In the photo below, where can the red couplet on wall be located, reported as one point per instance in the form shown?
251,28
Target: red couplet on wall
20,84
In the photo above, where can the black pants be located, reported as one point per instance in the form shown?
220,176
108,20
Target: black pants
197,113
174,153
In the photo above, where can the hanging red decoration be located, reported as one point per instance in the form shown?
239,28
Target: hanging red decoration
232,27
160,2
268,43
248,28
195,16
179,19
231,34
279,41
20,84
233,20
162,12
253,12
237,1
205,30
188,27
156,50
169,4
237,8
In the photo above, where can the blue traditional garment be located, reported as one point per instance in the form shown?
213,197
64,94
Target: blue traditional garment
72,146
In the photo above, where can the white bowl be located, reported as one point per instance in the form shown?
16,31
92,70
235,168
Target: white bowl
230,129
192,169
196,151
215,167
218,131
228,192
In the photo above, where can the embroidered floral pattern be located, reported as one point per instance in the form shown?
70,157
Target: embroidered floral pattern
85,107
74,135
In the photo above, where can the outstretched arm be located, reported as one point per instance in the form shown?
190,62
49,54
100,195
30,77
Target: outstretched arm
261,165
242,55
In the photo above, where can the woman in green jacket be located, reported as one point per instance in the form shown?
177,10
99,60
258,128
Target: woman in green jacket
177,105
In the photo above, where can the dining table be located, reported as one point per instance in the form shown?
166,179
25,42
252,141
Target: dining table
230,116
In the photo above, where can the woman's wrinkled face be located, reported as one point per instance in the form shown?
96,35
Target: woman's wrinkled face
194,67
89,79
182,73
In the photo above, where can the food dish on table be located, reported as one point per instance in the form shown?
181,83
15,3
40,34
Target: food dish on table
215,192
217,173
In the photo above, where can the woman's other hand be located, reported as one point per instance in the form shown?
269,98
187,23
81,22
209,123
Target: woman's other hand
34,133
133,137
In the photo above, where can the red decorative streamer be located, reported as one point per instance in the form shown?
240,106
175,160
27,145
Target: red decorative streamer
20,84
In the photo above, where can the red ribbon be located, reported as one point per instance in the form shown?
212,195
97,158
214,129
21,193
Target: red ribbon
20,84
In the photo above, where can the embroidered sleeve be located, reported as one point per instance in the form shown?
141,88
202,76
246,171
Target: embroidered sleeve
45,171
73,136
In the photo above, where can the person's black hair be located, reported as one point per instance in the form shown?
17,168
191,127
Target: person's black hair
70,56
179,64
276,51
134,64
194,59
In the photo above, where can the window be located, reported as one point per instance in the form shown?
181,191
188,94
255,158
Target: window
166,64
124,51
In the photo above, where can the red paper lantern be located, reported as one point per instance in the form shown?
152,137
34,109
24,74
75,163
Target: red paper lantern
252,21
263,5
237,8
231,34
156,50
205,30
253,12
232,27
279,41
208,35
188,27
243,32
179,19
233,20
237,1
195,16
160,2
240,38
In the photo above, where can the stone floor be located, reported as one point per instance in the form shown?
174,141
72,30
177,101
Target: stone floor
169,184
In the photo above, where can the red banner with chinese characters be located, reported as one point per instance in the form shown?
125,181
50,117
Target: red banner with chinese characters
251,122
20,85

* * * * * * *

## Directions
Rewrite all of the data above as a JSON list of strings, one string per line, leaving out any blank lines.

## Expected answer
[
  "In the photo below, where can the red couplet on wall be located, reported as one point per instance in the form shown?",
  "251,28",
  "Target: red couplet on wall",
  "20,84",
  "In the photo above, where can the black pants be located, reported as one point per instance in the form shown?",
  "220,176",
  "108,20",
  "Target: black pants",
  "197,113",
  "174,153",
  "In the photo above, where can the hanging red decoration be located, reported as one point per instance in the form shown?",
  "239,28",
  "Target: hanging red decoration",
  "232,27",
  "160,2",
  "268,43",
  "248,28",
  "195,16",
  "179,19",
  "231,34",
  "279,41",
  "20,84",
  "233,20",
  "162,12",
  "253,12",
  "237,1",
  "205,30",
  "188,27",
  "156,50",
  "169,4",
  "237,8",
  "In the photo above, where can the blue traditional garment be located, reported as one point per instance in the form shown?",
  "213,197",
  "64,94",
  "Target: blue traditional garment",
  "72,146",
  "In the photo above, where can the white bowl be located, reported as one point per instance in the form shown?",
  "16,31",
  "92,70",
  "235,168",
  "Target: white bowl",
  "230,129",
  "192,169",
  "196,151",
  "215,167",
  "218,131",
  "228,192",
  "In the photo above, where can the embroidered floral pattern be located, reported as one point per instance in the form shown?",
  "70,157",
  "Target: embroidered floral pattern",
  "85,107",
  "74,135",
  "In the photo above, where can the outstretched arm be located, reported as one point per instance in the form shown?",
  "190,62",
  "49,54",
  "100,195",
  "30,77",
  "Target: outstretched arm",
  "261,165",
  "242,55",
  "In the photo above, where can the woman in green jacket be located, reported as one point per instance in the form shown?",
  "177,10",
  "99,60",
  "258,128",
  "Target: woman in green jacket",
  "177,105",
  "In the photo above, where can the dining table be located, reported as one point per instance in the form shown?",
  "166,179",
  "25,42",
  "252,141",
  "Target: dining table",
  "230,116",
  "In the photo above, where can the woman's wrinkled face be located, reported as one point per instance in the form shown?",
  "96,35",
  "Target: woman's wrinkled face",
  "194,67",
  "89,79",
  "182,73",
  "In the photo above, where can the food dish on table be located, reported as one point per instance in the form shown?",
  "181,83",
  "15,3",
  "40,34",
  "Target: food dish on table",
  "215,192",
  "217,173",
  "In the photo above, where can the woman's other hand be located, reported as one point per instance in the form shown?",
  "269,98",
  "187,23",
  "81,22",
  "209,123",
  "Target: woman's other hand",
  "34,133",
  "133,137",
  "In the photo above, where can the red decorative streamer be located, reported as one point per instance in the form shown?",
  "240,106",
  "175,160",
  "27,145",
  "Target: red decorative streamer",
  "20,84",
  "In the photo above, where can the red ribbon be located, reported as one point per instance in the form shown?",
  "212,195",
  "97,158",
  "214,129",
  "21,193",
  "Target: red ribbon",
  "20,84",
  "In the photo above, where can the embroidered sleeve be located, reported as one point per instance in the form shown?",
  "141,88",
  "202,76",
  "246,171",
  "Target: embroidered sleeve",
  "45,171",
  "73,136",
  "In the photo above, where can the person's black hair be located, reported as one point per instance in the form shown?",
  "17,168",
  "191,127",
  "Target: person's black hair",
  "70,56",
  "179,64",
  "276,51",
  "134,64",
  "194,59",
  "In the photo above, where can the window be located, reported as one point per instance in the form shown?",
  "181,191",
  "188,94",
  "255,158",
  "Target: window",
  "166,64",
  "124,51",
  "In the photo above, where can the red paper lantern be located, reported as one point per instance in the form shown?",
  "152,137",
  "34,109",
  "24,74",
  "75,163",
  "Target: red paper lantern",
  "252,21",
  "263,5",
  "237,8",
  "231,34",
  "156,50",
  "205,30",
  "253,12",
  "232,27",
  "279,41",
  "208,35",
  "188,27",
  "243,32",
  "179,19",
  "233,20",
  "237,1",
  "195,16",
  "160,2",
  "240,38",
  "In the photo above, where can the stone floor be located, reported as one point per instance in the form shown?",
  "174,141",
  "72,30",
  "177,101",
  "Target: stone floor",
  "169,184",
  "In the photo above, where can the red banner with chinese characters be located, reported as one point per instance in the form shown?",
  "125,181",
  "50,117",
  "Target: red banner with chinese characters",
  "251,122",
  "20,85"
]